+++ EXCERPTED PASSAGE +++

# Killifish Project! Video Update Oct 2dn 2013



## arash53 (Aug 13, 2011)

I wanted to hatch ebay's killifish eggs for long time but I didn't have time. After shutting down my saltwater tank I have time to do it.

I bought these eggs from ebay










They are mark down for May 16, I guess it is safe to hatch them after May 19.
These are what I have prepared so far:

Brine shrimp eggs and 0.5 gallon tank









Decapsoulated brine shrimp eggs 








Anyone had luck raising fry with this ?

And 2 gallon tank to raise the fry









I need microworm culture and a little bit java moss.

Any else I should prepare before start hatching eggs?


----------



## TomC (Apr 21, 2010)

I will be interested to hear how you do with the decapsulated brine shrimp eggs.


----------



## arash53 (Aug 13, 2011)

+++

TASK SET:
a) In the killifish thread, list every supply that arash53 says has been prepared or is still needed for hatching the eggs and raising the fry.
b) Shorten the killifish thread's opening paragraph, beginning "I wanted to hatch ebay's killifish eggs", to a single sentence that keeps its main facts.

+++ EXTRACTED MATERIAL +++

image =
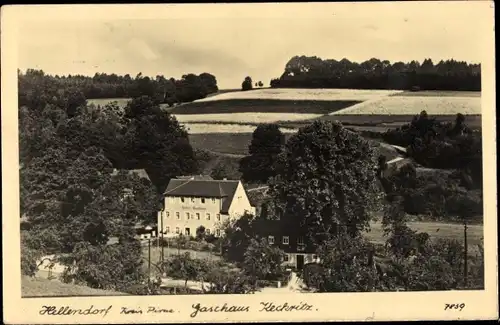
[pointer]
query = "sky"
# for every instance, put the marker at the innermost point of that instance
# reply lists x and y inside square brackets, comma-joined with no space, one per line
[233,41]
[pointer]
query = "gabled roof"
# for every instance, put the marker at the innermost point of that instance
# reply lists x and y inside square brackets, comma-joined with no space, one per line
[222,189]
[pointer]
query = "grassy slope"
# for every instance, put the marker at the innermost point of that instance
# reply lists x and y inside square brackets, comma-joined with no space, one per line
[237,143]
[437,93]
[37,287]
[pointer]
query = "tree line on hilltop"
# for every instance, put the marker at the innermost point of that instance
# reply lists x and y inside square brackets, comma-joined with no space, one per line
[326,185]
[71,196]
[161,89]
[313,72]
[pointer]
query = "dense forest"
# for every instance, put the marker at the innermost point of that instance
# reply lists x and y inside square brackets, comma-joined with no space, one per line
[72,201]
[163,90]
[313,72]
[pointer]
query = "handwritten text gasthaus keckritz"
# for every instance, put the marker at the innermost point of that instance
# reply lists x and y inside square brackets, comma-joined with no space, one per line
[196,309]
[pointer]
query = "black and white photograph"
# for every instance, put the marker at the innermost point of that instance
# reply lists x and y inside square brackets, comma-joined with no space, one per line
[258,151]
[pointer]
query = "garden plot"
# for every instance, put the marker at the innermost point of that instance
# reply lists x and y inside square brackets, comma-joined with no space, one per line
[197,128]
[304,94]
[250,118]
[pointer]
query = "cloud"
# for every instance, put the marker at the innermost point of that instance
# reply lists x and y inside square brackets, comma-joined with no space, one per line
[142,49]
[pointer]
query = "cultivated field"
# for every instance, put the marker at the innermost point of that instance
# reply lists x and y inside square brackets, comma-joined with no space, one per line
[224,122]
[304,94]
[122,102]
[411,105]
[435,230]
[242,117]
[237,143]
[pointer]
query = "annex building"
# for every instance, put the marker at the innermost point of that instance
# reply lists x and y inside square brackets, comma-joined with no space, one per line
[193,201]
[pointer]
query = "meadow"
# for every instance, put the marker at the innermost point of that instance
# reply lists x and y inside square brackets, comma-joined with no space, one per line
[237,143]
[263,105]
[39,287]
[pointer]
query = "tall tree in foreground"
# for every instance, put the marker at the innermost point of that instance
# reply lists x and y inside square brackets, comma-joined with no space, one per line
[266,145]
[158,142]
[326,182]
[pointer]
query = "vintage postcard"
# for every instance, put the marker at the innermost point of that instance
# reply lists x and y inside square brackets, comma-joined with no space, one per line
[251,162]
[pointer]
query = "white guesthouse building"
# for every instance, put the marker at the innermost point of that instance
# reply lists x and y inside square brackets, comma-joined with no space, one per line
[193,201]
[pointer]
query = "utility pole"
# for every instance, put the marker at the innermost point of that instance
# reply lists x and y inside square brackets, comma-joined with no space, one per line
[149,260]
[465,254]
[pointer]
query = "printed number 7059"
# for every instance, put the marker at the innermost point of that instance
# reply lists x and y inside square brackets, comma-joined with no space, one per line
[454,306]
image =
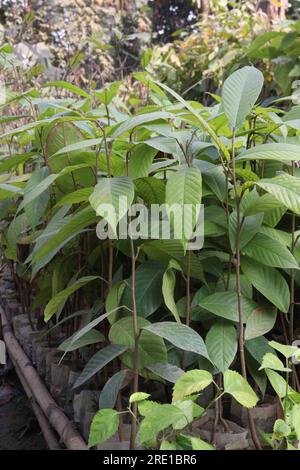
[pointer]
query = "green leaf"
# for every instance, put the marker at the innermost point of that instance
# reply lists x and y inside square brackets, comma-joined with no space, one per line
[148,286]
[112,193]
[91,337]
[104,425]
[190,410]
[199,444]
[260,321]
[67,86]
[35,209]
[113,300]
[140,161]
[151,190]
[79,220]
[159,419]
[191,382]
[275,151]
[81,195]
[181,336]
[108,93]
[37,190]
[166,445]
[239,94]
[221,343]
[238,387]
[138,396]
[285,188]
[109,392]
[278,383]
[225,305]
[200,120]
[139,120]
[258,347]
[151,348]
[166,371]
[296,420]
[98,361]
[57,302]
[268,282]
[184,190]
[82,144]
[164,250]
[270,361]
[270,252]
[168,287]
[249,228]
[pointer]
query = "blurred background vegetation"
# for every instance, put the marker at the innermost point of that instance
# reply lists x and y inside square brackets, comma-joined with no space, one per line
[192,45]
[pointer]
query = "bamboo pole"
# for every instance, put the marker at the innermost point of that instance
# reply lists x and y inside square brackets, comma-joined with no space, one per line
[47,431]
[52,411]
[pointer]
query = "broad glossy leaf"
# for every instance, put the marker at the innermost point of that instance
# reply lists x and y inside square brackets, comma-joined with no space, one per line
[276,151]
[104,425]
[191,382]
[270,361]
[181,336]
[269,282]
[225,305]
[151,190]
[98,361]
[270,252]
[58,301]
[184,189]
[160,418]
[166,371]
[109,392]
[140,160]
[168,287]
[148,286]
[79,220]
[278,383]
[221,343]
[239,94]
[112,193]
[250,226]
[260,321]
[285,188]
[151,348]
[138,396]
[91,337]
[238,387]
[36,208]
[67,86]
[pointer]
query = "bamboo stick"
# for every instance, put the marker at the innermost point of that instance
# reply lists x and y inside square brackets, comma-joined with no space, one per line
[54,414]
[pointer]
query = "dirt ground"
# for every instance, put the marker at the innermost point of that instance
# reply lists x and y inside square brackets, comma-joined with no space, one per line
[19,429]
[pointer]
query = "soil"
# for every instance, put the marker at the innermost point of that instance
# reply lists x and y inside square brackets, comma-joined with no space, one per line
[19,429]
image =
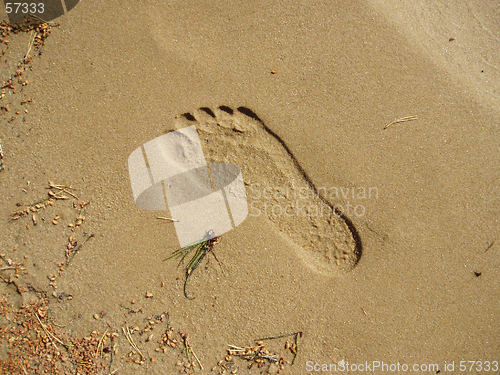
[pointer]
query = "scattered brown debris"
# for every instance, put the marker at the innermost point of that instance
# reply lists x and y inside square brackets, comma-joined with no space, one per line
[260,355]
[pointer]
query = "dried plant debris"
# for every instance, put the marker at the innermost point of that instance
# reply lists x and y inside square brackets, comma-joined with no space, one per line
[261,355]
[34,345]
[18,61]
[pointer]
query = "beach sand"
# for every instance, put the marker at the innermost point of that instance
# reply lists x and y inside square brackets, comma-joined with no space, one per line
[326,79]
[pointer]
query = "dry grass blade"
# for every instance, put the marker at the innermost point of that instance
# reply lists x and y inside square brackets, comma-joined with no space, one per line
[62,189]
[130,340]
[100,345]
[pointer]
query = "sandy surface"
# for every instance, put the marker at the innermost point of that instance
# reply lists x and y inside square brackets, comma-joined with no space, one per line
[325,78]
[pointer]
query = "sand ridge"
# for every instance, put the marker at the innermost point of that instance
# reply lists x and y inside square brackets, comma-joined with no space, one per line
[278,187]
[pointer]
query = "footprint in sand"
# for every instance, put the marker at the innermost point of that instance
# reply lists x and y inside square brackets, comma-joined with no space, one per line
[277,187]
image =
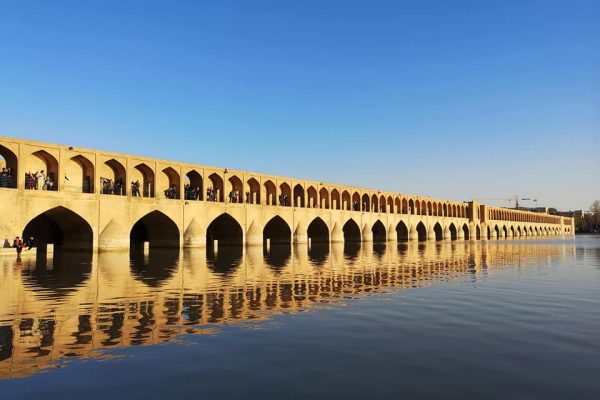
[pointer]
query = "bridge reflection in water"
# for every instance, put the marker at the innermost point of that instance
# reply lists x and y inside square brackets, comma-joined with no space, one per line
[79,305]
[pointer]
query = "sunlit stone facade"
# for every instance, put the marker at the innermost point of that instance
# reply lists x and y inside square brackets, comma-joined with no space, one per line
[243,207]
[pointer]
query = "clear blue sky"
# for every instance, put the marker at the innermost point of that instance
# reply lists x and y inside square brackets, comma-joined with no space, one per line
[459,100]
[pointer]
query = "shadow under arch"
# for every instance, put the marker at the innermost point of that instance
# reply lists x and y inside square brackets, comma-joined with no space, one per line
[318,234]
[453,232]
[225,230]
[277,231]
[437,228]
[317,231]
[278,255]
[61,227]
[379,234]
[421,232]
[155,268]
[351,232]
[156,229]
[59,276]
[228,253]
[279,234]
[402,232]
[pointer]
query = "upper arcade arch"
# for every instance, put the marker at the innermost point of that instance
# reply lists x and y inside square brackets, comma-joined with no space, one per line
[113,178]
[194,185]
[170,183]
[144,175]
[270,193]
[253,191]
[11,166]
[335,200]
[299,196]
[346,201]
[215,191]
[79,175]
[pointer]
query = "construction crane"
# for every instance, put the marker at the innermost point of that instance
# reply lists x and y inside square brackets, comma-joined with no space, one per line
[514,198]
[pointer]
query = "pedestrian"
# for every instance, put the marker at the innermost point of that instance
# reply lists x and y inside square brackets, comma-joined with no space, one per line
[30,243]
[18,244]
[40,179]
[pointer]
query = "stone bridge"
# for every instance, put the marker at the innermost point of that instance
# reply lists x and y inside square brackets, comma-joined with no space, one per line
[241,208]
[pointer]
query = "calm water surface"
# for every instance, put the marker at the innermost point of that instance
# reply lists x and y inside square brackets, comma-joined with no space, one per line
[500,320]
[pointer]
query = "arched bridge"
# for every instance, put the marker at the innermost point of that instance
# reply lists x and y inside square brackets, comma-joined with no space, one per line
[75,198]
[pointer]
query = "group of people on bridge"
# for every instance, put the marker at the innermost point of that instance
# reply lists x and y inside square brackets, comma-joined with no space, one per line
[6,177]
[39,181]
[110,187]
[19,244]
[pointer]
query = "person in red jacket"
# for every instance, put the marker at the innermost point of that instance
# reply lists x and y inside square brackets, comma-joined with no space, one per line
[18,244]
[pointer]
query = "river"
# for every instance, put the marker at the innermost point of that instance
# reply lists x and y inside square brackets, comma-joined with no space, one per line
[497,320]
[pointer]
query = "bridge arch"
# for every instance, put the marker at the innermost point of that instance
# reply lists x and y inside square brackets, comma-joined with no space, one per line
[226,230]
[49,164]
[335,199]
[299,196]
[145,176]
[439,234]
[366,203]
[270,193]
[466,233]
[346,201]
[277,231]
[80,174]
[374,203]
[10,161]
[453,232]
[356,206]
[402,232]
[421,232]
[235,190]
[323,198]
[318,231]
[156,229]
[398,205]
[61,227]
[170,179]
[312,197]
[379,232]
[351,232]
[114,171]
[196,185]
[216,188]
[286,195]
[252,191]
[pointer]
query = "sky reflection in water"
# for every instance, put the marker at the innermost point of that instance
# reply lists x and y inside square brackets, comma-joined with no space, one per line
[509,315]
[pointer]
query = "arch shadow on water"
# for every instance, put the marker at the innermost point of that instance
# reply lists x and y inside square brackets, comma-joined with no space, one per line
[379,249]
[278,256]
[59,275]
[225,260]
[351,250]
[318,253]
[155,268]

+++

OUTPUTS BY TASK:
a)
- Brine shrimp eggs
- A 0.5 gallon tank
- Decapsulated brine shrimp eggs
- A 2 gallon tank to raise the fry
- A microworm culture
- A little java moss

b) After shutting down the saltwater tank, the poster finally has time to hatch the killifish eggs from eBay.